Requirement:
Turn the paragraph of the extract beginning "Some narratives erroneously attributed" into a short bulleted list that keeps its main facts.

We’ve been assailed with images of mostly white foreigners flown out of the Ebola “hot zone” with the promise of expert care abroad.
(...) While the US has been scrambling to address the few cases of Ebola on its shores with a series of policy missteps, Nigeria showed that it could be done by an African country on its own terms.
(...) Some narratives erroneously attributed Nigeria’s success to the Bill and Melinda Gates Foundation, the WHO, and the US Centers for Disease Control (CDC). Yet, Nigerian novelist Chimamanda Ngozi Adichie responded with a sharp smack-down of this “lie”. She openly criticised The Washington Post and The New York Times for deliberating concealing the fact that local, not international efforts, had contained Ebola. For instance, it was a Nigerian woman, Dr Ameyo Adadevoh, who insisted on isolating the country’s first Ebola patient before eventually succumbing to the virus herself.
(...) One thing Ebola has exposed about the white saviour complex is that it is voracious and unapologetic.

Records from a data source
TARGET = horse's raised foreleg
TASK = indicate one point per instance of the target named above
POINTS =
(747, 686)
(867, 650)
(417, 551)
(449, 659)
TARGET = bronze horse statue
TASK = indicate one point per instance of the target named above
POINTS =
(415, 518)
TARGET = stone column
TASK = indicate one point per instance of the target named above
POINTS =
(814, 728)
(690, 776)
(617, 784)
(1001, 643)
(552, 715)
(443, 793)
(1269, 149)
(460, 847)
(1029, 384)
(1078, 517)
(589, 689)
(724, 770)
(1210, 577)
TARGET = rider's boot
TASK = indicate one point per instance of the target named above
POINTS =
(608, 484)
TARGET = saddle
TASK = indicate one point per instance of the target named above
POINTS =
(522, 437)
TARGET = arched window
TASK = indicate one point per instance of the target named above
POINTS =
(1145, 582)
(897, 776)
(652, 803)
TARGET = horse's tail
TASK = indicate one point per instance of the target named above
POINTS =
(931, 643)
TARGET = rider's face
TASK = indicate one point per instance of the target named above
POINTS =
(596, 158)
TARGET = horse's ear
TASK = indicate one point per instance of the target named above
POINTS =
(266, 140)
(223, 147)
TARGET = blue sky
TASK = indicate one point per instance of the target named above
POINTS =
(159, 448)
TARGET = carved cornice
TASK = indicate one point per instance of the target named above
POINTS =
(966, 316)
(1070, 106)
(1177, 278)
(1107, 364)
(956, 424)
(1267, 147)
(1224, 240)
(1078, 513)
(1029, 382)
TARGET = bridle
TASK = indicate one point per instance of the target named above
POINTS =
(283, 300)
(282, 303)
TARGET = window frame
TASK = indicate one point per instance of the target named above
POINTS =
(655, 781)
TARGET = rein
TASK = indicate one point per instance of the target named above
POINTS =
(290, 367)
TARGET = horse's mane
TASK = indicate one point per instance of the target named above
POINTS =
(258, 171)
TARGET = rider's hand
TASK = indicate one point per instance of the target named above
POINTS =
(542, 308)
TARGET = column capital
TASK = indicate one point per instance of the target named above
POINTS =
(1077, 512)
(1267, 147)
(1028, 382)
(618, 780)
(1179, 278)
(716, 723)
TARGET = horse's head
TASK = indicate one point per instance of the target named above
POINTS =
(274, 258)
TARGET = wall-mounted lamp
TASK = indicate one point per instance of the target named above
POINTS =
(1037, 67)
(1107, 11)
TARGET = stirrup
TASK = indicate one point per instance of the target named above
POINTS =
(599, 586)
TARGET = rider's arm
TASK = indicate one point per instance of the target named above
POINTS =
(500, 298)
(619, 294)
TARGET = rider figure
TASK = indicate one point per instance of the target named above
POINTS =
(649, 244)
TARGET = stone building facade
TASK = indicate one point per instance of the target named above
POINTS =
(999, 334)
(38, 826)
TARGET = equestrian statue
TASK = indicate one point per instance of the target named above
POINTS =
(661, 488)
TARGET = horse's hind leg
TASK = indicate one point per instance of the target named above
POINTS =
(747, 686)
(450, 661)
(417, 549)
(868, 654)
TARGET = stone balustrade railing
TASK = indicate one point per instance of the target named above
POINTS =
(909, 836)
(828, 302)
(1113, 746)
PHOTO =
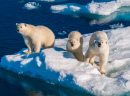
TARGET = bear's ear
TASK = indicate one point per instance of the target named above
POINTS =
(25, 25)
(17, 24)
(67, 39)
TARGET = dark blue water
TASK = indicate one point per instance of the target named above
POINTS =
(11, 12)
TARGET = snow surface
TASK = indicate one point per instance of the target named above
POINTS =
(31, 6)
(57, 66)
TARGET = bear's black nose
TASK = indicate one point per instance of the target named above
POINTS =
(99, 45)
(72, 44)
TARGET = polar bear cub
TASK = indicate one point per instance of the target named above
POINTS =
(36, 36)
(98, 46)
(75, 45)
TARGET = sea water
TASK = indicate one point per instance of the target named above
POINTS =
(62, 17)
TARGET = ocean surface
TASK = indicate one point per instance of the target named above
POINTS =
(61, 20)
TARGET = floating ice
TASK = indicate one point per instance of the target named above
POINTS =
(57, 66)
(116, 26)
(52, 0)
(31, 6)
(62, 33)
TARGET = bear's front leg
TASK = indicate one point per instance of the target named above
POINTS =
(86, 57)
(37, 47)
(29, 44)
(103, 63)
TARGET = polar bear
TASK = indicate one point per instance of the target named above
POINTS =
(98, 46)
(36, 36)
(75, 45)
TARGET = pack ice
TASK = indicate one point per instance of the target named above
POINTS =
(57, 66)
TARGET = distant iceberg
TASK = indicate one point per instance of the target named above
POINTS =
(116, 26)
(57, 66)
(98, 11)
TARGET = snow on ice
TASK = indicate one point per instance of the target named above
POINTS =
(57, 66)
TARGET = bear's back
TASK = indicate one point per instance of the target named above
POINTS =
(98, 35)
(76, 35)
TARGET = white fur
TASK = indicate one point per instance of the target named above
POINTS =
(75, 45)
(36, 36)
(98, 46)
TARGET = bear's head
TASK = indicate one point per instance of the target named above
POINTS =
(101, 43)
(22, 28)
(73, 43)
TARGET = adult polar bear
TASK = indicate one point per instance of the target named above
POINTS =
(98, 46)
(36, 36)
(75, 45)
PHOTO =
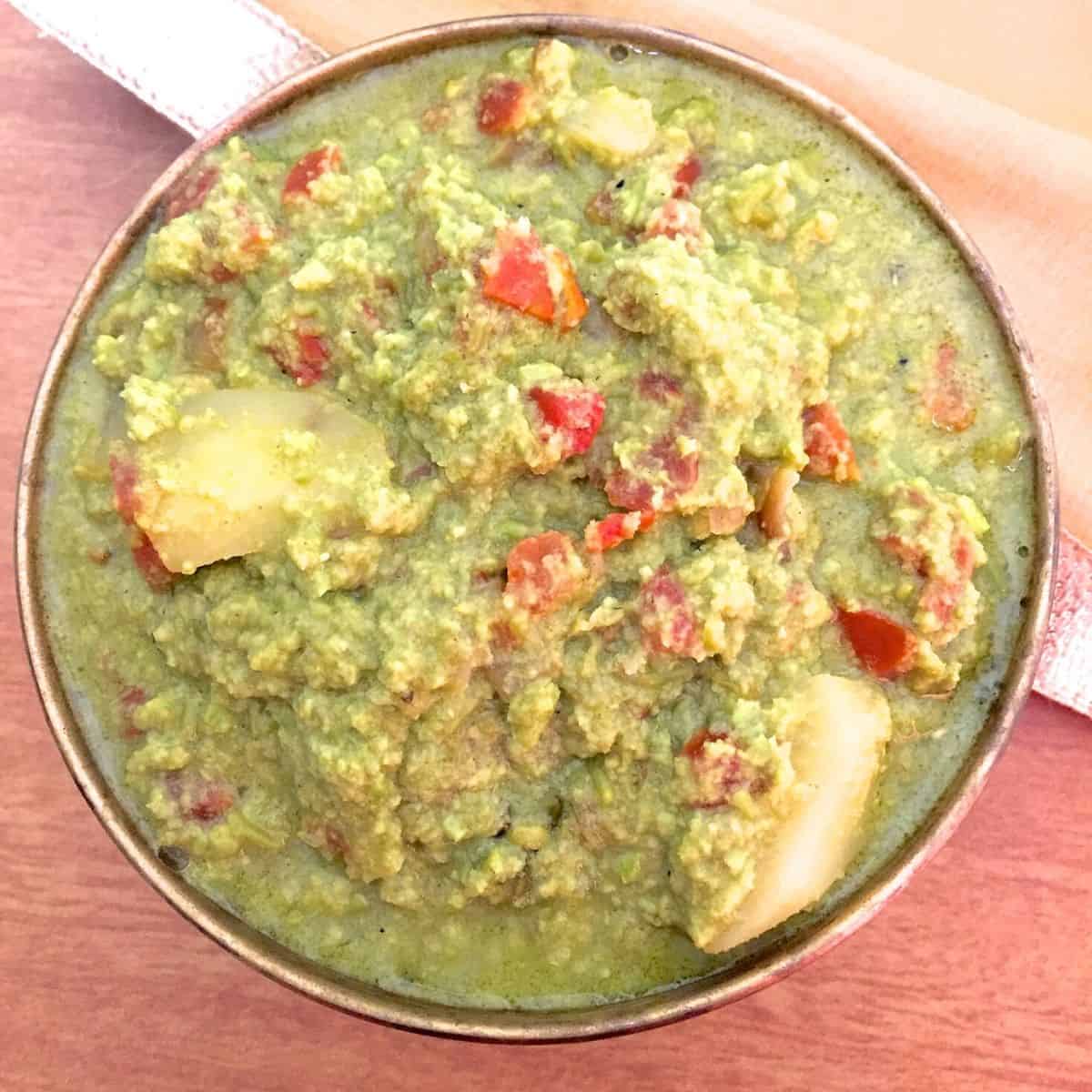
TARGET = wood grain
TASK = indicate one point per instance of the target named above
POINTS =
(977, 976)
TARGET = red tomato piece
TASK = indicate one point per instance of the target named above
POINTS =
(945, 397)
(190, 191)
(911, 556)
(518, 273)
(675, 218)
(612, 530)
(666, 617)
(629, 489)
(298, 186)
(688, 173)
(719, 774)
(503, 107)
(573, 306)
(682, 470)
(885, 647)
(212, 804)
(157, 576)
(307, 365)
(576, 414)
(543, 571)
(828, 445)
(124, 475)
(940, 598)
(659, 386)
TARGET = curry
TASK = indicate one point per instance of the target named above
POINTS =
(533, 520)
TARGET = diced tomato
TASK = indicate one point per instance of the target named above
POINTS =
(307, 366)
(503, 107)
(828, 445)
(666, 617)
(659, 386)
(573, 306)
(675, 218)
(124, 475)
(212, 804)
(911, 555)
(719, 774)
(543, 571)
(945, 396)
(627, 489)
(885, 647)
(964, 554)
(131, 699)
(576, 414)
(612, 530)
(688, 173)
(518, 273)
(298, 186)
(190, 191)
(682, 470)
(147, 561)
(940, 598)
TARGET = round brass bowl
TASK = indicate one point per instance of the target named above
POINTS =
(767, 965)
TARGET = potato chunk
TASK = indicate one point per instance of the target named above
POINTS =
(611, 125)
(836, 746)
(227, 480)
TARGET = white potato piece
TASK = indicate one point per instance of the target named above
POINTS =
(221, 484)
(611, 125)
(836, 746)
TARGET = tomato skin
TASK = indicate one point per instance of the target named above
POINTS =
(945, 397)
(543, 572)
(190, 191)
(667, 620)
(214, 804)
(828, 445)
(502, 107)
(719, 775)
(125, 475)
(631, 490)
(675, 219)
(576, 414)
(885, 647)
(612, 530)
(147, 561)
(687, 174)
(518, 273)
(308, 364)
(307, 168)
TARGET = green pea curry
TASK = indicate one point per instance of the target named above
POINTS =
(529, 521)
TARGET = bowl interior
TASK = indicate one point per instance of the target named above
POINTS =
(764, 962)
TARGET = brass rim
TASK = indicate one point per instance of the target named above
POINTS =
(764, 966)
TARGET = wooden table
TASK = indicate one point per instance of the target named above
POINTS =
(976, 977)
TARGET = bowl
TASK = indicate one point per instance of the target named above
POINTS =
(768, 962)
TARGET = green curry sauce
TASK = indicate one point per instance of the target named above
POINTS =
(462, 483)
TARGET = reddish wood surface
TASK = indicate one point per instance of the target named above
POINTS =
(978, 976)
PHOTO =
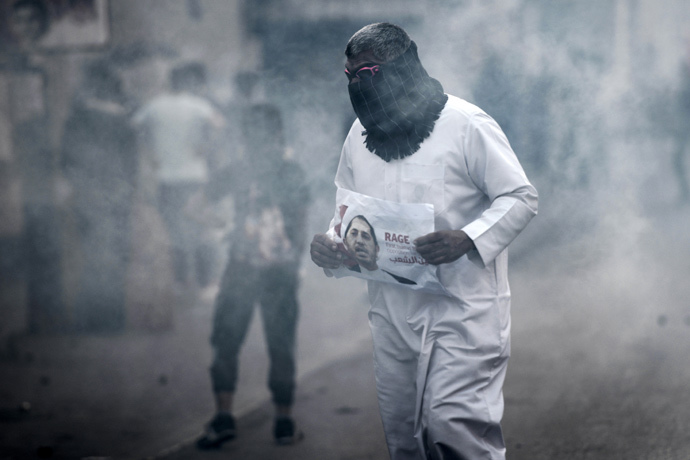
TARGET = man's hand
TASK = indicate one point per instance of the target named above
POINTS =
(443, 247)
(324, 252)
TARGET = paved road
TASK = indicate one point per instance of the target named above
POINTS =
(600, 370)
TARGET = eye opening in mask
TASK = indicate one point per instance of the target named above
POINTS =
(363, 73)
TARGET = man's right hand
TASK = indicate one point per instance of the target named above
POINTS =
(324, 252)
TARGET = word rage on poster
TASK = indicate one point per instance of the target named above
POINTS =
(376, 238)
(45, 25)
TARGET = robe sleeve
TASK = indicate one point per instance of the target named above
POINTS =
(496, 171)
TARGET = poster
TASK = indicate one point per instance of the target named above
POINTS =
(376, 238)
(45, 25)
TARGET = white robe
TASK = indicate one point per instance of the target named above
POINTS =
(440, 361)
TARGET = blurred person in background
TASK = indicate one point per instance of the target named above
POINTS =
(266, 244)
(99, 160)
(178, 128)
(42, 235)
(246, 84)
(440, 361)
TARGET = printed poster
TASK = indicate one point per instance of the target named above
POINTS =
(376, 239)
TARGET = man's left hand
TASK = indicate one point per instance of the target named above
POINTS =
(444, 246)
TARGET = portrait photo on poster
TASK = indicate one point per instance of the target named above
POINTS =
(53, 25)
(376, 238)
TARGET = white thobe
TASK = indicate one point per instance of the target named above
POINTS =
(440, 361)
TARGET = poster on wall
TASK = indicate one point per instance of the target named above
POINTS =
(53, 25)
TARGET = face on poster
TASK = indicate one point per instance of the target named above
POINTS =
(53, 25)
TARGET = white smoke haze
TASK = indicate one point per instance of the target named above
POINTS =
(587, 93)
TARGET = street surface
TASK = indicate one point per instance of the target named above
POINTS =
(599, 370)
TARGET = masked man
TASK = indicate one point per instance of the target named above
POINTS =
(440, 360)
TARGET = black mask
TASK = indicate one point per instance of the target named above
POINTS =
(398, 106)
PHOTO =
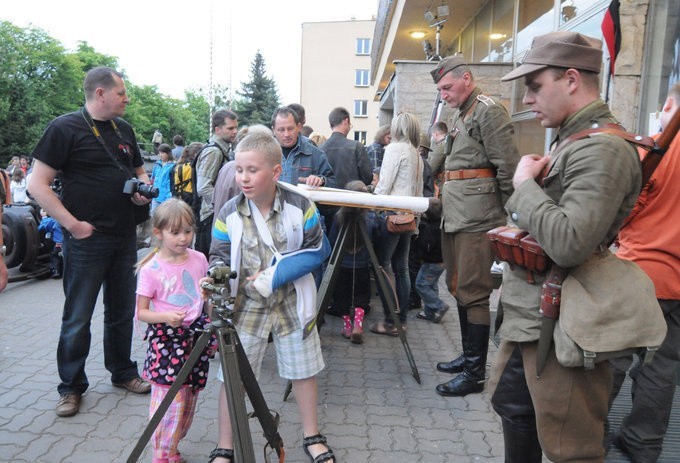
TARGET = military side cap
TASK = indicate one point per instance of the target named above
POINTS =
(447, 64)
(424, 141)
(561, 49)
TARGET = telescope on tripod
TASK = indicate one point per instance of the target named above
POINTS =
(238, 376)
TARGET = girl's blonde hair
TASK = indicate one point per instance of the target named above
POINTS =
(405, 128)
(171, 214)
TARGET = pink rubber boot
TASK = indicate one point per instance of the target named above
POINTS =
(358, 329)
(347, 328)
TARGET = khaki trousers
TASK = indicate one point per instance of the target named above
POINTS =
(570, 403)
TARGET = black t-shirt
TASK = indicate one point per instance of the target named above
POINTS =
(92, 182)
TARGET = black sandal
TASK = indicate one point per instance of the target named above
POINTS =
(327, 456)
(224, 453)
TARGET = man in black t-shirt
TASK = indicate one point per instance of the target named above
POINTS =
(95, 153)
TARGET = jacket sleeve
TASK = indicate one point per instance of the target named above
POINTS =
(324, 169)
(600, 183)
(388, 170)
(498, 136)
(363, 164)
(291, 266)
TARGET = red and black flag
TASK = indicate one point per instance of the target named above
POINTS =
(611, 31)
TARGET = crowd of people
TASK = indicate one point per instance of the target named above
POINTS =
(232, 201)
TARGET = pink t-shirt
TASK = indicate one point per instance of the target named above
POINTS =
(174, 286)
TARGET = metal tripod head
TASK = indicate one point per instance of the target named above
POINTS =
(220, 293)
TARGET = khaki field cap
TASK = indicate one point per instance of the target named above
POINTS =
(447, 64)
(562, 50)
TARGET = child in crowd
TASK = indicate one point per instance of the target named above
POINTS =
(182, 175)
(54, 236)
(169, 279)
(428, 252)
(18, 187)
(272, 237)
(161, 175)
(352, 294)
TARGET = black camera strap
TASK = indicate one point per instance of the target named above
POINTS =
(95, 131)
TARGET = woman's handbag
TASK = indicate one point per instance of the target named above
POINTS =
(609, 309)
(142, 213)
(401, 223)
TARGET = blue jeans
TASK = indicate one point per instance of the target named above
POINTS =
(100, 259)
(427, 285)
(393, 257)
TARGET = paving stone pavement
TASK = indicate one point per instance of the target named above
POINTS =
(370, 407)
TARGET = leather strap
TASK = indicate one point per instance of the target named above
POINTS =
(465, 174)
(610, 129)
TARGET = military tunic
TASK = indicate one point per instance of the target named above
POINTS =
(483, 137)
(588, 192)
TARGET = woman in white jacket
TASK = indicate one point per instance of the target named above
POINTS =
(401, 174)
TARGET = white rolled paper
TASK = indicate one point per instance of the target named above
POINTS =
(349, 198)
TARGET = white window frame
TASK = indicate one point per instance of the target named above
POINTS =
(360, 108)
(363, 46)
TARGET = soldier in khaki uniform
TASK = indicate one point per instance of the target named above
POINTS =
(477, 160)
(590, 187)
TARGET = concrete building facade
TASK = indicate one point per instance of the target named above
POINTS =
(336, 70)
(494, 34)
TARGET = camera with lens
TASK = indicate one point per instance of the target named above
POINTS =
(134, 185)
(219, 290)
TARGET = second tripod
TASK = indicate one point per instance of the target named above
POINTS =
(237, 376)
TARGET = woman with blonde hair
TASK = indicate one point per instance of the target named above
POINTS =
(401, 174)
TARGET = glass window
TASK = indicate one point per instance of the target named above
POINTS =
(501, 31)
(530, 136)
(482, 30)
(361, 108)
(536, 17)
(363, 46)
(361, 77)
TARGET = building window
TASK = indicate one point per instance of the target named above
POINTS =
(363, 46)
(361, 108)
(361, 77)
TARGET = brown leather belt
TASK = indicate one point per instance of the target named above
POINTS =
(464, 174)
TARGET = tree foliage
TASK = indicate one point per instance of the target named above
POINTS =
(259, 96)
(40, 80)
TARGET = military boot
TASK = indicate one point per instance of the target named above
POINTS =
(472, 378)
(456, 365)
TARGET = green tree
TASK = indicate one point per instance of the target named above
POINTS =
(259, 96)
(90, 58)
(40, 80)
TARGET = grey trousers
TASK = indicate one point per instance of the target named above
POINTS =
(644, 428)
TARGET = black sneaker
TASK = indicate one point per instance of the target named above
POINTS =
(68, 405)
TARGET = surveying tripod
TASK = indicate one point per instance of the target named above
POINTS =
(236, 372)
(331, 274)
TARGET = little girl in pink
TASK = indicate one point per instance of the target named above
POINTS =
(169, 300)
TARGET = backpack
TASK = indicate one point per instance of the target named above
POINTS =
(5, 181)
(195, 201)
(181, 182)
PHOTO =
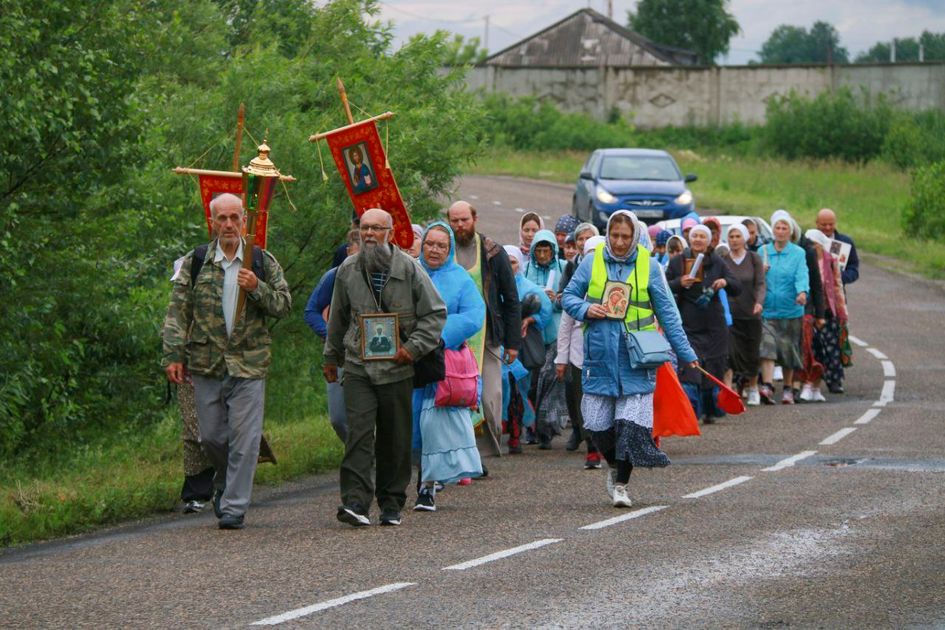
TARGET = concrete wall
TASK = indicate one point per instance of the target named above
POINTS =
(661, 96)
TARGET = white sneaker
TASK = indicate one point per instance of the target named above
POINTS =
(807, 393)
(754, 398)
(620, 497)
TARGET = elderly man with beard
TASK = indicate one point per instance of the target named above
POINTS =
(228, 356)
(378, 394)
(488, 265)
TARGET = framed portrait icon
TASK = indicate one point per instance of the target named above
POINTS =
(359, 167)
(616, 299)
(380, 336)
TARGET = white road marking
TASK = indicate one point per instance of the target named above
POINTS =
(721, 486)
(501, 554)
(331, 603)
(867, 417)
(836, 437)
(887, 395)
(858, 341)
(625, 517)
(790, 461)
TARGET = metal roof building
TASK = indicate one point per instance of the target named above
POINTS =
(588, 39)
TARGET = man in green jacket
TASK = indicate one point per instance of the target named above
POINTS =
(378, 393)
(228, 358)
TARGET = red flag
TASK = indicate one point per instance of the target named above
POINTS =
(359, 156)
(672, 413)
(213, 185)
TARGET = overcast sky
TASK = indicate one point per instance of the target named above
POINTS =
(861, 23)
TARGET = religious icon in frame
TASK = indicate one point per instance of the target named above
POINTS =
(616, 299)
(380, 336)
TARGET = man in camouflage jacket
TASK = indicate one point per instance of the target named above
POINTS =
(228, 358)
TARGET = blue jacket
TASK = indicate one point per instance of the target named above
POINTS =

Answer to the exercise:
- Some accounts wrongly credited Nigeria's success against Ebola to the Bill and Melinda Gates Foundation, the WHO, and the US CDC.
- Nigerian novelist Chimamanda Ngozi Adichie rejected this as a "lie."
- She accused The Washington Post and The New York Times of concealing that local efforts, not international ones, had contained Ebola.
- For example, a Nigerian doctor, Dr Ameyo Adadevoh, insisted on isolating the country's first Ebola patient and later died of the virus herself.